In addition, many of our customers are foreign customers and may be required to purchase U.S. dollars to
pay for our products and services. A rapid depreciation or devaluation in currency affecting our customers could
have an adverse effect on our customers’ operations and their ability to convert local currency to U.S. dollars to
make required payments to us. This would in turn increase our credit losses which would adversely affect our
business, financial condition and results of operations.
Third parties who fail to provide services to us and our customers as agreed could harm our business.
We use third parties to provide various services to our customers, including into-plane fueling at airports,
fueling of vessels in port and at sea and delivering land-based fuel. The failure of these third parties to perform
these services in accordance with the agreed terms for any reason, such as an interruption of their business
because of weather (such as Hurricane Katrina), environmental or labor difficulties or political unrest, could
affect our relationships with our customers and subject us to claims and other liabilities which might have a
material adverse effect on our business, financial condition and results of operations.
We also use third parties to store our fuel inventory and to transport fuel. If these third parties become
bankrupt or otherwise fail to meet their commitments to creditors, our fuel could be seized and applied against
amounts owed to such creditors. This could cause both disruptions in our business and financial losses.

→ **Material**

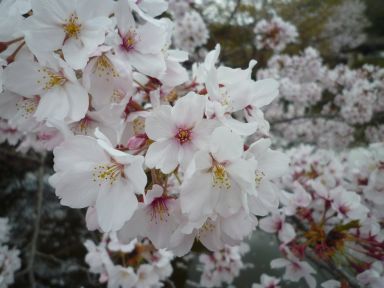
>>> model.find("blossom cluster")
[0,0,282,255]
[260,144,384,287]
[199,243,250,287]
[321,0,369,53]
[0,218,21,288]
[258,47,384,147]
[84,233,174,288]
[253,14,299,52]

→ **Directives**
• a. In the risk passage on customers and third-party services:
(i) What currency may foreign customers be required to buy to pay for the products and services?
(ii) Which hurricane is named as an example of weather that could interrupt a third party's business?
(iii) What could happen to the fuel if the third parties that store it go bankrupt?
• b. Carry on the risk passage on customers and third-party fuel services, picking up after its final sentence.

→ **Answers provided**
• a.
(i) U.S. dollars.
(ii) Hurricane Katrina.
(iii) It could be seized and applied against amounts owed to those third parties' creditors.

• b.
If the fuel we purchase from our suppliers fails to meet the specifications we have agreed to supply to our
customers, our business could be adversely affected.
We purchase the fuel we resell from various suppliers. If the fuel fails to meet the specifications we have
agreed to supply to our customers, our relationship with our customers could be adversely affected and we could
be subject to claims and other liabilities which could have a material adverse effect on our business, financial
condition and results of operations. Although in most cases we have recourse against our suppliers for fuel which
fails to meet agreed specifications, such recourse cannot be assured.
Non-performance of suppliers on their sale commitments and customers on their purchase commitments
could disrupt our business.
We enter into sale and purchase agreements with customers and suppliers for fuel at fixed prices. To the
extent either a customer or supplier fails to perform on their commitment, we may be required to sell or purchase
the fuel at prevailing market rates, which could be significantly different than the fixed price within the sale and
purchase agreements and therefore could have a material adverse effect on our business, financial condition and
results of operations.
Material disruptions in the availability or supply of fuel would adversely affect our business.
The success of our business depends on our ability to purchase, sell and coordinate delivery of fuel and fuel-
related services to our customers. Our business would be adversely affected to the extent that political instability,
natural disasters, such as hurricanes, terrorist activity, military action or other conditions disrupt the availability
or supply of fuel.
Adverse conditions in the marine, aviation and land transportation industries may have an adverse effect
on our business.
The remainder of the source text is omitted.